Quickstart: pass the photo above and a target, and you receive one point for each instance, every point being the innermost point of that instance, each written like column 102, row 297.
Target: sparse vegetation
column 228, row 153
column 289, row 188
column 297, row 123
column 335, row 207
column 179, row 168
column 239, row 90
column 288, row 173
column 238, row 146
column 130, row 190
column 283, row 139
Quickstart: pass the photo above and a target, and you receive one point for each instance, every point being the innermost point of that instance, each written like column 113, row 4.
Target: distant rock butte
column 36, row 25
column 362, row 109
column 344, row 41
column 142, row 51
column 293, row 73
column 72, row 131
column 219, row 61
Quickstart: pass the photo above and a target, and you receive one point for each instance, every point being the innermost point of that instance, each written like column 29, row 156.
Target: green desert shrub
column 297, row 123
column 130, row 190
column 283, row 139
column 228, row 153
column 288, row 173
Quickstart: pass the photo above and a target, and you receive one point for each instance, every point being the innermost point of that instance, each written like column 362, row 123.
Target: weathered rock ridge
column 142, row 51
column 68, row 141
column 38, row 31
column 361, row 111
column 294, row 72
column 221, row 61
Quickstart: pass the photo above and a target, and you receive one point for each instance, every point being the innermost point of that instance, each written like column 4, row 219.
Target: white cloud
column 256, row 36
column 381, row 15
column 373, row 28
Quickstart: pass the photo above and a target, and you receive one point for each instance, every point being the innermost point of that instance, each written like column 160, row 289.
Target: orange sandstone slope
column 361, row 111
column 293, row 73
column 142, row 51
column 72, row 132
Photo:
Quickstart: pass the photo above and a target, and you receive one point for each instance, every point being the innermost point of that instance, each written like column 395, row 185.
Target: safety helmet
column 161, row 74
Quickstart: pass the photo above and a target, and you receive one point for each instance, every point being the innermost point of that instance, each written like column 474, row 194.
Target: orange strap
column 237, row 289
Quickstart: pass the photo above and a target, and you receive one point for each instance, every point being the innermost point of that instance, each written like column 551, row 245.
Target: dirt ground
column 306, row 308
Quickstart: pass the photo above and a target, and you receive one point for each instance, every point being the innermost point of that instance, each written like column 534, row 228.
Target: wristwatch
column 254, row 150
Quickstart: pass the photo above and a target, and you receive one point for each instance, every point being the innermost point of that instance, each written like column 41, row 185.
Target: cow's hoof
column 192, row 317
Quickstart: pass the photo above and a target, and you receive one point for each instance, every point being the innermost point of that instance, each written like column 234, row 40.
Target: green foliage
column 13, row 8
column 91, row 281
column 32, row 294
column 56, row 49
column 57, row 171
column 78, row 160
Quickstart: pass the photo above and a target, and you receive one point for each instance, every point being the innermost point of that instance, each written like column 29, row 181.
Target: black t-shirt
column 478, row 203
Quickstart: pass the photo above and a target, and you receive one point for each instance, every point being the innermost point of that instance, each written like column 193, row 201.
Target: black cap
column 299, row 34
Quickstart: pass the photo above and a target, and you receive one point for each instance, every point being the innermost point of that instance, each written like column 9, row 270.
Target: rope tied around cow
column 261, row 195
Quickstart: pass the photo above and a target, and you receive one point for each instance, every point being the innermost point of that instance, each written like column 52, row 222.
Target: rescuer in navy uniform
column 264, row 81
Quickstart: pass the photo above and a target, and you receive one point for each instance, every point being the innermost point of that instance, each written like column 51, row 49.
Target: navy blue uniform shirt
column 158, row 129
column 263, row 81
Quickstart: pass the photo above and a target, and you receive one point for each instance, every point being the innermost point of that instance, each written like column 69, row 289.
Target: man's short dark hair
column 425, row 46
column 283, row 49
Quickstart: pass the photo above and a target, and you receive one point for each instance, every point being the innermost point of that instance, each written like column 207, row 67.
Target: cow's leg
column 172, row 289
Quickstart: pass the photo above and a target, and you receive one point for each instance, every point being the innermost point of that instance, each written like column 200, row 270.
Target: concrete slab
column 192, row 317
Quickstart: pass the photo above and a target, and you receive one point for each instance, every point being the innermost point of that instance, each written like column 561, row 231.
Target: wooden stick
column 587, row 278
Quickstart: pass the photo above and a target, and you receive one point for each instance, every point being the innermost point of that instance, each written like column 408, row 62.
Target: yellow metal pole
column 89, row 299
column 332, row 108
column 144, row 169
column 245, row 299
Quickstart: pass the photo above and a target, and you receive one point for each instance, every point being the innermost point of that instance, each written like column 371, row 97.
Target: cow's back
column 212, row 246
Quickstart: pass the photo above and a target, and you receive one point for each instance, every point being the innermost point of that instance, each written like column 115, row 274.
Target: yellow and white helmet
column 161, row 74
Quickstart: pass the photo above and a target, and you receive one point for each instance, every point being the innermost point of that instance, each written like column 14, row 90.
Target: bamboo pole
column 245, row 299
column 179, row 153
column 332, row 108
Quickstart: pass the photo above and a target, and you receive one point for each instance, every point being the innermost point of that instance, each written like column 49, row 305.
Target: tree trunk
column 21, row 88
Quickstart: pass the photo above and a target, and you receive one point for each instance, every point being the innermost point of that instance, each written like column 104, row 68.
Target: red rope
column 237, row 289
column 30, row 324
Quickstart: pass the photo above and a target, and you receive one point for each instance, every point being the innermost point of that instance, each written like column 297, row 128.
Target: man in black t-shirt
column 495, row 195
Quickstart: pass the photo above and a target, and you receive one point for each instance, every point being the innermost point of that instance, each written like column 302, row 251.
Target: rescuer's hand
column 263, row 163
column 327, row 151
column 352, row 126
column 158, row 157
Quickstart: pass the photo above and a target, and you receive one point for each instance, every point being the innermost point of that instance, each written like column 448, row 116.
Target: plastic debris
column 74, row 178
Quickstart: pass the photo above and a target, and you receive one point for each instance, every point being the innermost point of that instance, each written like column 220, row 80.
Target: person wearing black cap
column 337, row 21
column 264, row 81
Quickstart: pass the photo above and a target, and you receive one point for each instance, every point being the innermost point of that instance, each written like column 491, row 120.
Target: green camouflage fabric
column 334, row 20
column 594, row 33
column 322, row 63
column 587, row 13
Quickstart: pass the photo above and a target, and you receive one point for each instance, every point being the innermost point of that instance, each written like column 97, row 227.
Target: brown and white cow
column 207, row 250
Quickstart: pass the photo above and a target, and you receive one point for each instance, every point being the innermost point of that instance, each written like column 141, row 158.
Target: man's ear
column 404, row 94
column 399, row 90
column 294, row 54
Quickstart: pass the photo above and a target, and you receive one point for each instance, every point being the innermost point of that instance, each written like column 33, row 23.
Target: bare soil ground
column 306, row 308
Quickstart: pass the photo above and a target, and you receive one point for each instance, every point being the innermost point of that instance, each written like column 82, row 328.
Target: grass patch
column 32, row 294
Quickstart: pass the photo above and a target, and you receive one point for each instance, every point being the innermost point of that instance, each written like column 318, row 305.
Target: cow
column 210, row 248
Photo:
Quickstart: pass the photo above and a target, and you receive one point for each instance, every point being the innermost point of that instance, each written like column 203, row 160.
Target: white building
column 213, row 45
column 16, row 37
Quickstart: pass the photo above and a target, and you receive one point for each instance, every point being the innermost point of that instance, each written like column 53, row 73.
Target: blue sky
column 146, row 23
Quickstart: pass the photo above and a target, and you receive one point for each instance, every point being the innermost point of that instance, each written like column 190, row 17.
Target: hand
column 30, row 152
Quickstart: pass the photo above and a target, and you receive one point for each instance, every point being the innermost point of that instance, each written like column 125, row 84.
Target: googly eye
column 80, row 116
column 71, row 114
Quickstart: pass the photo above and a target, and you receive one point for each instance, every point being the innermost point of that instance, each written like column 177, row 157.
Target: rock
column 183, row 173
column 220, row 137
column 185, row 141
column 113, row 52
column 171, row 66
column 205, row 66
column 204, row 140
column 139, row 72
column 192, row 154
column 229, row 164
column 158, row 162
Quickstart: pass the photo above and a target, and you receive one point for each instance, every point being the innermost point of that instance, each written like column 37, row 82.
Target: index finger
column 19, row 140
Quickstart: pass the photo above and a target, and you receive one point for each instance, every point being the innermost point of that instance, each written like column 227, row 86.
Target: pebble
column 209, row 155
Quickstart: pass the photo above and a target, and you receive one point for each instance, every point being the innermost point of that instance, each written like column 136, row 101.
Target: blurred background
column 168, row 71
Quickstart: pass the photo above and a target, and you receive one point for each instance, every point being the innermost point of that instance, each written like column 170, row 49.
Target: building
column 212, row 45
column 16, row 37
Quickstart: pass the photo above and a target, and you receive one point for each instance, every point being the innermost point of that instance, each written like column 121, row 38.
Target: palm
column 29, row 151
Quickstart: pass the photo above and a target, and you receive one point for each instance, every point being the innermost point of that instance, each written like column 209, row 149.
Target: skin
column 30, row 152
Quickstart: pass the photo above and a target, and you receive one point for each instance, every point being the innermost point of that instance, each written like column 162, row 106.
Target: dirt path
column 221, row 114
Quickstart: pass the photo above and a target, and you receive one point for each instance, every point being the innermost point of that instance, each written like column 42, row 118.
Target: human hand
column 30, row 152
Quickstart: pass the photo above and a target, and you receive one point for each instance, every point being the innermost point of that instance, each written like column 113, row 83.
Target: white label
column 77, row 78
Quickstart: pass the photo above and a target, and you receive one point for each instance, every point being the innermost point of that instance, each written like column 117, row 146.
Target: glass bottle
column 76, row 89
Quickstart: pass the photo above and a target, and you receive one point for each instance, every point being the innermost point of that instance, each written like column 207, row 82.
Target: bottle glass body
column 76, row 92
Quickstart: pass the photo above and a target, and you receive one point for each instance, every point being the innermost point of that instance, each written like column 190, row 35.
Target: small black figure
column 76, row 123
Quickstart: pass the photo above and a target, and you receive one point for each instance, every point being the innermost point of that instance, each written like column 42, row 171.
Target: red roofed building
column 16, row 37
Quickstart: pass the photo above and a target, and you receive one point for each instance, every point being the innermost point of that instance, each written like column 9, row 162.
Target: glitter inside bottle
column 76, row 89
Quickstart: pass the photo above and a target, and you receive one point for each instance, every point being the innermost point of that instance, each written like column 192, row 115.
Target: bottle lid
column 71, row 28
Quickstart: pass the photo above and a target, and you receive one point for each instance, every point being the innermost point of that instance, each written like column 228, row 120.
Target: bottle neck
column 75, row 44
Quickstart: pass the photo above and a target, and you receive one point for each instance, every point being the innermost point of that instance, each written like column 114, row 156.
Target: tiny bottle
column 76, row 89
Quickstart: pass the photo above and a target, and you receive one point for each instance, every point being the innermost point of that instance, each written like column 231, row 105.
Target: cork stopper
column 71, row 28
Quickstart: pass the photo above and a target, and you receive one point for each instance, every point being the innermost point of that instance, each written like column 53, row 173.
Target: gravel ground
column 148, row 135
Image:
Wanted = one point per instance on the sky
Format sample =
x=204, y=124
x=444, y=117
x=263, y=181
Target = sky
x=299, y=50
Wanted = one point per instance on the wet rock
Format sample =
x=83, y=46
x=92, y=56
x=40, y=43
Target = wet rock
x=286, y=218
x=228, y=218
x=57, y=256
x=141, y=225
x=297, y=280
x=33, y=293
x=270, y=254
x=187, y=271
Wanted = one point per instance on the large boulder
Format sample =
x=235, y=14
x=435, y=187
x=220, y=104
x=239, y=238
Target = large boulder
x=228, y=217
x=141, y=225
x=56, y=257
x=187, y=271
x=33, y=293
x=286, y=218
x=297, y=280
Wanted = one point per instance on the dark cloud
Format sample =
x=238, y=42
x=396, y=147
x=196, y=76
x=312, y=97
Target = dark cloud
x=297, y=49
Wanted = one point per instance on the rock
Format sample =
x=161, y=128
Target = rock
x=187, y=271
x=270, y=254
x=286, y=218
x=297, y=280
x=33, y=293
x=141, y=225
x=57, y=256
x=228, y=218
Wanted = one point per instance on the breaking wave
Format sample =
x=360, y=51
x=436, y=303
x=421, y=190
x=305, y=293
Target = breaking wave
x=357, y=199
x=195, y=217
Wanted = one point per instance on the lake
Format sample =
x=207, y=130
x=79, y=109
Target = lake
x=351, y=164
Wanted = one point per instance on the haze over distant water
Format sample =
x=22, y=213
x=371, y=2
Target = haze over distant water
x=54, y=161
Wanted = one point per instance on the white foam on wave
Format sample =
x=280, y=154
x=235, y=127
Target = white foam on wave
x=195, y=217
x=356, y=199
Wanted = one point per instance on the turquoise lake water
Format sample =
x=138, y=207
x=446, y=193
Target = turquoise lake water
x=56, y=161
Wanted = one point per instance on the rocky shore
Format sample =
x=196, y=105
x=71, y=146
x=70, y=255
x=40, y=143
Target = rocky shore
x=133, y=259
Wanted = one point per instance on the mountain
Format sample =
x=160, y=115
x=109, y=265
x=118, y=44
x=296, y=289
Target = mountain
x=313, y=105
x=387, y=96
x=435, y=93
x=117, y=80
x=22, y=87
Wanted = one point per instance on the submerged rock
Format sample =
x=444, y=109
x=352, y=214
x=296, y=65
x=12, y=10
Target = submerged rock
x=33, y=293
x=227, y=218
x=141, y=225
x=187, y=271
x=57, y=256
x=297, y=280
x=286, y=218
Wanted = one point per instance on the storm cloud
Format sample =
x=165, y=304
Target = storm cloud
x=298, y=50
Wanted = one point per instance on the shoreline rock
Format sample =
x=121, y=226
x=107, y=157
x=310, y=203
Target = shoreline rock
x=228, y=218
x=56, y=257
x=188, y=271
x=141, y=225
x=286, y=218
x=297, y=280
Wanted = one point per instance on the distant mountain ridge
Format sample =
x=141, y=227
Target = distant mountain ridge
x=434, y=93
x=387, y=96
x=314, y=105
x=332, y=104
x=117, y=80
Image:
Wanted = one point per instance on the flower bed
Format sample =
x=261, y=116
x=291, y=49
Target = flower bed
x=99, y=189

THE PROBLEM: All lines from the one that contains "x=436, y=303" to the last line above must be given again exactly, with both included and nothing added.

RESULT OF THE TASK:
x=436, y=303
x=421, y=190
x=305, y=293
Target = breaking wave
x=357, y=199
x=195, y=217
Wanted = one point per instance on the lake
Format sample =
x=207, y=130
x=79, y=109
Target = lake
x=351, y=164
Wanted = one point per instance on the haze over distant water
Format sample =
x=22, y=213
x=371, y=2
Target = haze over distant water
x=54, y=161
Wanted = one point per instance on the white foam on wave
Format sample =
x=280, y=154
x=235, y=127
Target = white foam on wave
x=195, y=217
x=356, y=199
Wanted = one point per instance on the turquoise lake water
Format sample =
x=138, y=207
x=446, y=193
Target = turquoise lake water
x=56, y=161
Wanted = one point per instance on the rocky shore
Format sample =
x=196, y=105
x=71, y=146
x=70, y=255
x=40, y=143
Target = rocky shore
x=133, y=259
Wanted = one point per instance on the mountain
Format sample =
x=160, y=115
x=109, y=265
x=118, y=44
x=296, y=289
Target = mountain
x=313, y=105
x=387, y=96
x=435, y=93
x=117, y=80
x=22, y=87
Wanted = one point per instance on the submerged rock
Format sample =
x=444, y=109
x=352, y=214
x=296, y=65
x=12, y=10
Target = submerged rock
x=33, y=293
x=227, y=218
x=141, y=225
x=187, y=271
x=57, y=256
x=297, y=280
x=286, y=218
Wanted = one point per instance on the storm cloud
Format sample =
x=165, y=304
Target = storm cloud
x=298, y=50
Wanted = one point per instance on the shoreline rock
Format sample =
x=121, y=226
x=107, y=157
x=310, y=203
Target = shoreline rock
x=228, y=218
x=56, y=257
x=188, y=271
x=141, y=225
x=286, y=218
x=297, y=280
Wanted = one point per instance on the distant mountain ridge
Format sample =
x=141, y=227
Target = distant mountain ridge
x=434, y=93
x=387, y=96
x=314, y=105
x=332, y=104
x=117, y=80
Image:
Wanted = one point per instance on the flower bed
Format sample =
x=261, y=116
x=291, y=49
Target = flower bed
x=99, y=189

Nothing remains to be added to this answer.